Report the count of lines below that include "whose", without any other text.

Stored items
__________________________________________________
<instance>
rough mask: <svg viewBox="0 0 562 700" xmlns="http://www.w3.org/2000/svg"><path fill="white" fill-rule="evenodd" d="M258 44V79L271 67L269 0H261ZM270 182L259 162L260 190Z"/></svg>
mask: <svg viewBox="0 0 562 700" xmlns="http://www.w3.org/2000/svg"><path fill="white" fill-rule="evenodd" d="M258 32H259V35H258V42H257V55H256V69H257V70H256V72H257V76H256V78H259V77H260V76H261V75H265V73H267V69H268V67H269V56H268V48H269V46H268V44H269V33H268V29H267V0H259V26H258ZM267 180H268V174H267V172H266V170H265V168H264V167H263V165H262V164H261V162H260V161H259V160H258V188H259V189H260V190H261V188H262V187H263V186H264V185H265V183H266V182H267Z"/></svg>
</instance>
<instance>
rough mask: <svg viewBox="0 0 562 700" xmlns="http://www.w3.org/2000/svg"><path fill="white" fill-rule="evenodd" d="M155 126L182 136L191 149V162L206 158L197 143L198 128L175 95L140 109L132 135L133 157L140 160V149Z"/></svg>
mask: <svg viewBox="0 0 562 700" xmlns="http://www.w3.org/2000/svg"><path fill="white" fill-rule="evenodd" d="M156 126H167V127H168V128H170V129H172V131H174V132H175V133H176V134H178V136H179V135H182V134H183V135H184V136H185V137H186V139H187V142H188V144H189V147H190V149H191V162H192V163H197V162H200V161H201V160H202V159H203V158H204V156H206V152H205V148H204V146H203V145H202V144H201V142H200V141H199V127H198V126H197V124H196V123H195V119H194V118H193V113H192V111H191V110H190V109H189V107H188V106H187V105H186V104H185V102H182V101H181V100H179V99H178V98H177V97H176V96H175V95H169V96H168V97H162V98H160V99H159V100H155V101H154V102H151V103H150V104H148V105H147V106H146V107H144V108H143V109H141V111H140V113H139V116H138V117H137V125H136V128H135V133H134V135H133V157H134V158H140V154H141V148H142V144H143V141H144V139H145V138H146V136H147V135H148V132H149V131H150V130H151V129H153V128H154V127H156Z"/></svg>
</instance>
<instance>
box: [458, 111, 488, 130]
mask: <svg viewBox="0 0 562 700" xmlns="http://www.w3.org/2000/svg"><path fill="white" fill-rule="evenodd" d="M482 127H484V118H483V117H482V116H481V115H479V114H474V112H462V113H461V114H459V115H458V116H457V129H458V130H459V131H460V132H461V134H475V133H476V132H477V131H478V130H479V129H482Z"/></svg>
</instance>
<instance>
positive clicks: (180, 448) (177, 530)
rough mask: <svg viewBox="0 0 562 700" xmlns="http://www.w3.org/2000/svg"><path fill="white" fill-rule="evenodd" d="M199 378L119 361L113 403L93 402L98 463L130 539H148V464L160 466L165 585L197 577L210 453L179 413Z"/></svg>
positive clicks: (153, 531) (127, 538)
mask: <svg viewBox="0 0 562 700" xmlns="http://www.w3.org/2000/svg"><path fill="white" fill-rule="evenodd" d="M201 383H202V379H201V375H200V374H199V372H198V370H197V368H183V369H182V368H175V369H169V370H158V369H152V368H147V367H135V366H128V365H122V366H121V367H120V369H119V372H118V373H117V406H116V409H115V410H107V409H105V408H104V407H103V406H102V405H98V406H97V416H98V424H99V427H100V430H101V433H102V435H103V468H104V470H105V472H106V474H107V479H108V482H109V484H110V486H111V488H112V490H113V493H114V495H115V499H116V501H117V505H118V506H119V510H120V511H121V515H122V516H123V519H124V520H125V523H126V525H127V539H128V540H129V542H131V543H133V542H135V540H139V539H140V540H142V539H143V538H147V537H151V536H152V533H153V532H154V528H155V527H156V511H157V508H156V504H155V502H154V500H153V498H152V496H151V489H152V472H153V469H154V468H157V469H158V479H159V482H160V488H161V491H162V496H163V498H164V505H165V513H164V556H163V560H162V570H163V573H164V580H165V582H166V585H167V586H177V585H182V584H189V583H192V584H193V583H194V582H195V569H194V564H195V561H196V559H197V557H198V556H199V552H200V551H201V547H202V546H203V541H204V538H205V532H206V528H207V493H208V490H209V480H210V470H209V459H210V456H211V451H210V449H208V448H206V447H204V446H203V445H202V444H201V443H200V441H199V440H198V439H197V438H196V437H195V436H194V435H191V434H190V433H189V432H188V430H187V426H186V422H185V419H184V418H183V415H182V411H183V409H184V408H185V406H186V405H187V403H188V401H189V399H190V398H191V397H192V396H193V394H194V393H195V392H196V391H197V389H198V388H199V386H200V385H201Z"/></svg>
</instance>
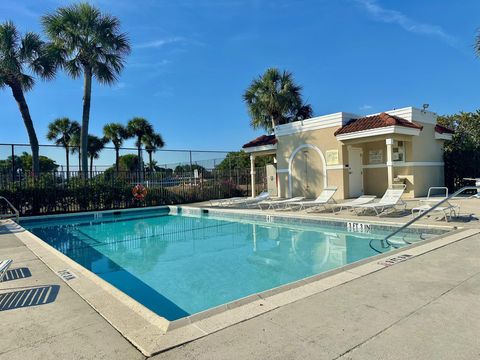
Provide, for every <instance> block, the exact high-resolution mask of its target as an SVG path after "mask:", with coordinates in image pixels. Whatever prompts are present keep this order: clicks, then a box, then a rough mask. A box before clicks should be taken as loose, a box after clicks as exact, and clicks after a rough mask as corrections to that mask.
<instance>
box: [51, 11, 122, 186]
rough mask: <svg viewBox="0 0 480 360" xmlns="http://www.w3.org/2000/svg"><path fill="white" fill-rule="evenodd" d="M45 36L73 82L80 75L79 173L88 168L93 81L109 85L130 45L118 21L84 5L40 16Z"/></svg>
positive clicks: (120, 67) (84, 175)
mask: <svg viewBox="0 0 480 360" xmlns="http://www.w3.org/2000/svg"><path fill="white" fill-rule="evenodd" d="M42 24H43V28H44V30H45V33H46V34H47V35H48V36H49V38H50V39H51V40H52V41H53V42H54V43H55V44H56V45H57V46H59V47H60V48H61V49H63V50H64V52H65V59H64V65H63V67H64V69H65V70H66V72H67V74H68V75H70V76H71V77H72V78H74V79H76V78H78V77H80V76H81V75H82V74H83V84H84V85H83V113H82V127H81V135H80V138H81V141H80V154H81V159H82V171H83V173H84V176H85V177H86V175H87V168H88V152H87V145H88V125H89V121H90V102H91V94H92V78H93V77H95V78H96V79H97V81H98V82H99V83H101V84H108V85H112V84H113V83H115V82H116V81H117V78H118V75H119V74H120V72H121V71H122V69H123V67H124V61H125V60H124V59H125V56H126V55H128V54H129V53H130V43H129V40H128V38H127V35H126V34H125V33H121V32H120V21H119V19H118V18H116V17H114V16H111V15H108V14H102V12H101V11H100V10H99V9H97V8H96V7H94V6H92V5H90V4H88V3H86V2H84V3H79V4H73V5H70V6H66V7H61V8H59V9H57V10H56V11H55V12H54V13H53V14H48V15H45V16H43V17H42Z"/></svg>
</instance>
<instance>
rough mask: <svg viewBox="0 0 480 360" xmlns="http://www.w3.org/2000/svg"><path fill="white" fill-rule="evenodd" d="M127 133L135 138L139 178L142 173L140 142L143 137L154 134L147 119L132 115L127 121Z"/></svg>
mask: <svg viewBox="0 0 480 360" xmlns="http://www.w3.org/2000/svg"><path fill="white" fill-rule="evenodd" d="M127 133H128V136H129V137H134V138H136V140H135V146H136V147H137V151H138V162H139V164H138V172H139V177H140V180H141V177H142V173H143V160H142V143H143V139H144V138H145V137H147V136H151V135H152V134H154V131H153V126H152V124H150V122H149V121H148V120H147V119H144V118H141V117H134V118H133V119H131V120H130V121H129V122H128V123H127Z"/></svg>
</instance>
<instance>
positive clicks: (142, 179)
mask: <svg viewBox="0 0 480 360" xmlns="http://www.w3.org/2000/svg"><path fill="white" fill-rule="evenodd" d="M140 140H141V139H140V138H138V144H140ZM142 163H143V161H142V145H138V182H142V181H143V176H142V170H143V166H142V165H143V164H142Z"/></svg>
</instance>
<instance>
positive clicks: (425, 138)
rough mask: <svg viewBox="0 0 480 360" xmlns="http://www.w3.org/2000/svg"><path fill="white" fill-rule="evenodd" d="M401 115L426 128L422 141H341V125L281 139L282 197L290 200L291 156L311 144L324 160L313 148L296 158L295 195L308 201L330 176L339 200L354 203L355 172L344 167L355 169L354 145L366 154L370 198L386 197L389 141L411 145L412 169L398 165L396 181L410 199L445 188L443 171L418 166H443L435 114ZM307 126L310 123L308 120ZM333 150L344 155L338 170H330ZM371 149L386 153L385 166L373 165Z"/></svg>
mask: <svg viewBox="0 0 480 360" xmlns="http://www.w3.org/2000/svg"><path fill="white" fill-rule="evenodd" d="M398 111H400V112H402V111H403V112H404V113H405V114H404V113H401V114H400V113H399V114H396V113H395V115H398V116H401V117H404V118H406V119H408V120H410V119H413V121H415V122H417V123H420V124H421V125H422V126H423V130H422V131H421V132H420V135H419V136H407V135H399V134H390V135H379V136H372V137H368V138H359V139H352V140H346V141H344V142H340V141H338V140H337V139H336V138H335V135H334V132H335V131H336V130H337V129H338V128H339V126H333V127H330V128H323V129H316V130H311V131H299V132H297V133H294V134H289V135H279V134H277V137H278V144H277V168H278V169H279V173H278V179H279V187H280V192H279V195H280V196H282V197H287V196H288V195H289V183H288V179H289V174H288V172H287V170H288V168H289V159H290V157H291V156H292V154H293V153H294V152H295V151H296V150H297V149H298V148H299V147H300V146H302V145H305V144H308V145H311V146H314V147H316V148H317V149H318V150H319V151H320V152H321V153H322V155H323V158H322V156H321V155H319V154H318V152H317V151H316V150H315V149H313V148H309V147H305V148H303V149H301V150H300V151H298V152H297V153H296V155H295V156H294V158H293V160H292V163H291V179H292V184H291V187H292V194H291V196H307V197H311V198H314V197H316V196H318V195H319V194H320V193H321V191H322V190H323V188H324V185H325V182H324V177H323V176H324V174H325V173H326V183H327V186H337V187H338V190H337V193H336V195H335V198H336V199H345V198H348V197H349V173H348V168H342V166H346V165H347V164H349V159H348V146H353V147H356V148H361V149H362V150H363V165H364V166H365V167H364V168H363V189H364V193H365V194H371V195H377V196H382V195H383V194H384V193H385V190H386V189H387V187H388V179H387V166H386V161H387V146H386V142H385V140H386V139H387V138H393V139H394V140H398V141H400V140H401V141H405V162H406V163H407V164H403V163H401V162H394V177H399V178H400V179H401V180H402V181H404V182H405V184H406V185H407V188H406V193H405V195H406V197H413V196H415V197H418V196H424V195H426V193H427V191H428V188H429V187H430V186H443V184H444V176H443V166H441V165H436V166H431V165H430V166H416V165H418V164H415V163H418V162H430V163H435V162H443V141H442V140H436V139H435V125H434V122H435V121H436V118H435V117H434V115H432V113H429V112H427V113H423V112H421V111H420V110H418V109H413V110H412V108H406V109H400V110H398ZM393 112H395V111H393ZM305 124H307V121H306V122H305ZM305 126H307V125H305ZM328 150H337V151H338V165H336V166H335V165H334V166H331V165H327V166H325V161H326V156H327V155H326V154H327V151H328ZM371 150H380V151H381V154H382V159H381V162H380V163H375V164H372V163H370V161H369V153H370V151H371ZM305 156H306V157H307V158H308V166H307V167H308V169H307V170H305V169H306V163H305V161H306V160H305ZM408 163H413V164H408ZM407 165H408V166H407Z"/></svg>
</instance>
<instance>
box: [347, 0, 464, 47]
mask: <svg viewBox="0 0 480 360" xmlns="http://www.w3.org/2000/svg"><path fill="white" fill-rule="evenodd" d="M354 1H355V2H356V3H358V4H360V5H362V6H363V7H364V8H365V10H367V12H368V13H369V14H370V15H372V16H373V18H374V19H375V20H377V21H381V22H385V23H392V24H397V25H399V26H401V27H402V28H403V29H404V30H406V31H409V32H412V33H416V34H423V35H430V36H434V37H437V38H438V39H440V40H442V41H444V42H446V43H447V44H449V45H454V43H455V42H456V39H455V37H453V36H452V35H450V34H448V33H447V32H446V31H445V30H443V29H442V27H440V26H437V25H430V24H426V23H421V22H417V21H416V20H414V19H411V18H409V17H408V16H406V15H405V14H403V13H402V12H400V11H397V10H391V9H386V8H384V7H382V6H380V5H379V4H378V1H377V0H354Z"/></svg>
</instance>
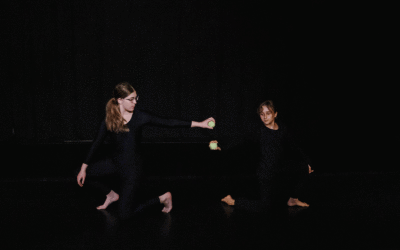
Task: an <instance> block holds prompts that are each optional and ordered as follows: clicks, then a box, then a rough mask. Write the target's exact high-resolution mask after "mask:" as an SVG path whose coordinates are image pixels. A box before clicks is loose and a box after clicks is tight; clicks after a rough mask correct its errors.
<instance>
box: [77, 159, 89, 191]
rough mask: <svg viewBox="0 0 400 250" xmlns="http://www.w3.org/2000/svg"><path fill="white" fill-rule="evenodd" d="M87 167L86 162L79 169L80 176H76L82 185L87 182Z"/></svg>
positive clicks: (79, 175) (80, 185)
mask: <svg viewBox="0 0 400 250" xmlns="http://www.w3.org/2000/svg"><path fill="white" fill-rule="evenodd" d="M86 168H87V165H86V164H82V168H81V171H79V174H78V176H77V177H76V180H77V181H78V185H79V186H80V187H83V184H84V183H85V179H86Z"/></svg>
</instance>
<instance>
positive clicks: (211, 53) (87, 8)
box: [0, 0, 375, 171]
mask: <svg viewBox="0 0 400 250" xmlns="http://www.w3.org/2000/svg"><path fill="white" fill-rule="evenodd" d="M6 7H7V8H4V9H3V11H2V12H3V14H2V19H3V20H2V22H3V24H5V26H4V29H3V30H4V32H3V33H4V37H3V38H2V43H3V46H2V48H3V53H2V54H3V56H2V60H3V68H4V69H5V70H3V71H2V78H3V83H4V84H2V91H1V98H2V102H3V103H4V104H3V105H2V107H1V109H2V113H3V117H4V118H6V119H2V123H1V125H0V126H1V129H0V131H1V132H0V139H1V141H2V142H3V145H5V144H7V143H9V142H10V141H11V142H14V143H15V142H16V143H19V144H33V145H35V144H52V143H61V144H62V143H68V142H70V141H86V140H91V139H93V137H94V136H95V134H96V130H97V128H98V125H99V122H100V121H101V120H102V119H103V118H104V110H105V104H106V102H107V100H108V99H109V98H111V92H112V89H113V87H114V86H115V85H116V84H117V83H118V82H120V81H129V82H131V83H132V85H133V86H134V87H135V88H136V89H137V91H138V94H139V96H140V101H139V104H138V108H142V109H145V110H148V111H151V112H152V113H154V114H157V115H160V116H165V117H174V118H179V119H185V120H197V121H200V120H203V119H205V118H207V117H210V116H212V117H214V118H215V119H216V120H217V127H216V129H215V131H212V132H211V131H206V130H201V129H191V130H187V129H186V130H185V129H163V128H152V127H149V128H147V129H145V130H144V133H143V141H144V142H207V141H209V140H210V139H213V138H222V137H229V136H230V135H232V134H233V133H241V132H245V131H247V130H248V129H249V126H250V124H251V123H253V122H255V121H257V119H258V117H257V115H256V114H255V110H256V107H257V106H258V104H259V103H260V102H262V101H264V100H266V99H273V100H275V102H276V103H277V105H278V108H279V115H278V116H279V118H280V119H281V120H283V121H285V122H286V123H288V124H289V126H291V127H292V129H293V130H294V132H295V135H296V138H297V140H298V142H299V144H300V145H301V146H302V148H304V149H305V151H306V152H307V154H309V155H310V156H311V157H312V158H314V159H316V162H317V163H318V165H319V166H321V167H323V166H324V165H325V166H327V165H329V166H330V167H331V169H335V168H339V169H342V170H339V171H349V170H360V169H368V170H374V169H375V168H374V167H372V166H371V167H366V166H365V165H363V166H360V164H361V163H360V160H358V165H357V164H353V162H351V163H349V161H347V160H346V161H347V162H348V164H349V165H351V166H350V168H349V167H348V166H347V167H343V162H345V160H344V159H346V157H347V156H350V155H354V151H353V146H354V144H353V142H352V141H351V140H346V141H344V140H343V138H344V137H345V136H343V130H341V129H340V128H338V127H337V126H336V124H335V120H337V118H336V119H335V118H334V117H335V116H336V117H337V116H338V115H339V114H338V111H337V110H336V111H335V104H336V103H338V102H341V101H343V100H344V98H345V97H344V96H341V94H342V93H340V92H338V91H337V89H338V87H337V78H338V75H340V77H342V76H343V74H341V71H342V69H343V68H341V67H340V66H338V65H340V64H345V63H346V60H347V59H346V58H343V57H342V55H344V54H345V52H343V51H348V50H346V48H347V47H348V44H349V43H351V42H349V40H350V39H351V38H350V37H349V35H348V33H349V31H350V28H346V27H348V26H347V23H346V22H347V20H348V19H346V15H344V14H343V13H342V12H336V10H337V8H336V6H329V5H328V4H324V5H323V4H321V3H319V1H315V2H307V3H304V2H298V3H291V4H284V3H282V4H277V3H275V4H270V3H265V1H236V2H232V1H221V0H220V1H215V0H213V1H208V0H203V1H195V0H192V1H189V0H188V1H160V0H155V1H148V0H145V1H127V0H126V1H123V0H117V1H116V0H113V1H108V0H101V1H96V2H94V1H85V0H79V1H77V0H69V1H50V0H48V1H9V3H7V6H6ZM342 80H343V79H342ZM338 94H339V95H338ZM332 106H334V109H333V110H332V109H330V107H332ZM336 107H337V106H336ZM344 156H345V157H344ZM339 157H340V160H339ZM338 163H340V164H342V165H338Z"/></svg>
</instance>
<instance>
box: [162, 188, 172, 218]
mask: <svg viewBox="0 0 400 250" xmlns="http://www.w3.org/2000/svg"><path fill="white" fill-rule="evenodd" d="M159 198H160V203H162V204H164V208H163V210H162V211H161V212H163V213H166V214H167V213H169V212H170V211H171V209H172V194H171V193H170V192H166V193H165V194H163V195H161V196H160V197H159Z"/></svg>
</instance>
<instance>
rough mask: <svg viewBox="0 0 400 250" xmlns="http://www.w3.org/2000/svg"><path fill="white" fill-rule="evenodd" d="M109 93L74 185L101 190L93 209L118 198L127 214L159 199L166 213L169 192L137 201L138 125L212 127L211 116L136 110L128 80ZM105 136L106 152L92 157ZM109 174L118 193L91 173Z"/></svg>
mask: <svg viewBox="0 0 400 250" xmlns="http://www.w3.org/2000/svg"><path fill="white" fill-rule="evenodd" d="M113 95H114V97H113V98H111V99H110V100H109V101H108V103H107V106H106V118H105V120H104V121H103V122H102V123H101V125H100V129H99V132H98V135H97V138H96V139H95V140H94V142H93V144H92V146H91V148H90V150H89V153H88V155H87V157H86V160H85V161H84V163H83V164H82V166H81V169H80V171H79V173H78V175H77V182H78V185H79V186H81V187H82V186H83V185H84V183H85V181H86V183H87V184H90V185H92V186H93V187H95V188H97V189H99V190H101V191H102V192H103V193H104V195H106V200H105V202H104V204H103V205H101V206H99V207H97V209H106V208H107V207H108V206H109V205H110V204H111V203H112V202H115V201H117V200H119V202H118V203H119V204H118V211H119V215H120V217H121V218H123V219H126V218H129V217H131V215H133V214H134V213H135V212H139V211H141V210H143V209H144V208H147V207H149V206H151V205H155V204H160V203H161V204H164V208H163V209H162V212H164V213H169V212H170V211H171V209H172V196H171V193H170V192H167V193H165V194H163V195H161V196H159V197H154V198H153V199H150V200H148V201H146V202H144V203H141V204H139V202H138V201H137V196H136V192H137V191H138V187H139V186H140V180H141V177H142V173H143V169H142V166H143V164H142V159H141V157H140V152H139V151H140V149H139V147H140V137H141V131H142V127H143V126H145V125H147V124H153V125H160V126H166V127H187V128H190V127H200V128H208V129H212V128H211V127H209V126H208V125H207V124H208V122H209V121H214V122H215V120H214V119H213V118H208V119H206V120H204V121H202V122H195V121H192V122H189V121H180V120H175V119H164V118H160V117H157V116H154V115H151V114H149V113H147V112H144V111H142V110H138V109H136V108H135V106H136V104H137V101H138V99H139V96H138V95H137V92H136V91H135V89H134V88H133V87H132V86H131V85H130V84H129V83H128V82H122V83H119V84H118V85H116V86H115V88H114V92H113ZM106 137H108V138H109V139H110V141H111V145H113V146H112V150H111V152H110V156H105V157H100V158H95V157H94V155H95V153H96V151H98V148H99V146H100V145H101V144H102V143H103V141H104V140H105V138H106ZM111 174H116V175H117V176H118V177H119V180H120V184H121V190H120V194H118V193H116V192H115V191H114V190H111V189H110V188H109V187H107V186H105V185H104V184H102V183H100V182H97V181H94V180H93V179H95V178H93V177H101V176H107V175H111ZM86 178H87V180H86Z"/></svg>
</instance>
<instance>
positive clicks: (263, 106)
mask: <svg viewBox="0 0 400 250" xmlns="http://www.w3.org/2000/svg"><path fill="white" fill-rule="evenodd" d="M262 108H263V109H262V110H261V112H260V118H261V121H262V122H263V123H264V125H265V126H267V125H271V124H272V123H273V122H275V118H276V116H277V115H278V112H273V111H272V110H269V109H268V107H267V106H263V107H262Z"/></svg>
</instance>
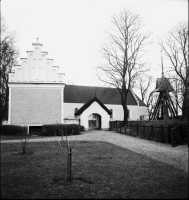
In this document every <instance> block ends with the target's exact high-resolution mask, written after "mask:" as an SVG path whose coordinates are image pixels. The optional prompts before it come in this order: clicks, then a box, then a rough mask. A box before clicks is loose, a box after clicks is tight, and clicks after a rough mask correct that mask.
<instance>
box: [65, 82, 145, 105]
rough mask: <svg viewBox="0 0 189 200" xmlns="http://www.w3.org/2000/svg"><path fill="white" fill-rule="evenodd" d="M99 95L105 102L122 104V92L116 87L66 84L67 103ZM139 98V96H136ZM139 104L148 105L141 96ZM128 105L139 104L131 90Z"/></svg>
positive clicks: (81, 100)
mask: <svg viewBox="0 0 189 200" xmlns="http://www.w3.org/2000/svg"><path fill="white" fill-rule="evenodd" d="M95 96H96V97H97V98H98V99H99V100H100V101H101V102H102V103H103V104H114V105H121V98H120V93H119V92H118V90H117V89H116V88H107V87H95V86H79V85H65V89H64V102H65V103H86V102H87V101H89V100H91V99H92V98H93V97H95ZM136 97H137V98H138V96H136ZM138 100H139V106H146V105H145V104H144V103H143V102H142V101H141V100H140V99H139V98H138ZM127 105H137V102H136V100H135V98H134V97H133V95H132V93H131V92H130V91H129V93H128V97H127Z"/></svg>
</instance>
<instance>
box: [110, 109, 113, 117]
mask: <svg viewBox="0 0 189 200" xmlns="http://www.w3.org/2000/svg"><path fill="white" fill-rule="evenodd" d="M110 112H111V115H110V118H113V109H110Z"/></svg>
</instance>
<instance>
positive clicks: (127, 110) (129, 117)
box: [127, 110, 130, 119]
mask: <svg viewBox="0 0 189 200" xmlns="http://www.w3.org/2000/svg"><path fill="white" fill-rule="evenodd" d="M127 114H128V119H130V110H127Z"/></svg>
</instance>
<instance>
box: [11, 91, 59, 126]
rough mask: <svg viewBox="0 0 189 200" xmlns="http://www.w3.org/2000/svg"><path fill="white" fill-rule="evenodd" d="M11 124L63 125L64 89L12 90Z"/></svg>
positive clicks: (34, 124) (31, 124)
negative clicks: (62, 114) (62, 98)
mask: <svg viewBox="0 0 189 200" xmlns="http://www.w3.org/2000/svg"><path fill="white" fill-rule="evenodd" d="M11 99H12V101H11V106H10V124H25V125H26V124H28V125H42V124H51V123H62V122H63V120H62V116H63V115H62V89H61V88H60V89H54V88H53V89H50V88H11Z"/></svg>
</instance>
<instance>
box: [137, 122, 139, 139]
mask: <svg viewBox="0 0 189 200" xmlns="http://www.w3.org/2000/svg"><path fill="white" fill-rule="evenodd" d="M138 132H139V126H138V124H137V137H138Z"/></svg>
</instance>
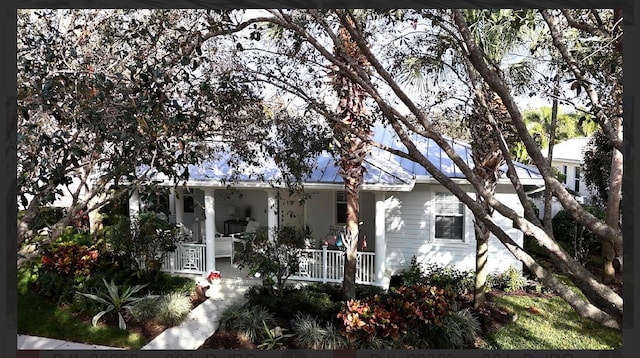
__________________________________________________
▸ Solution below
2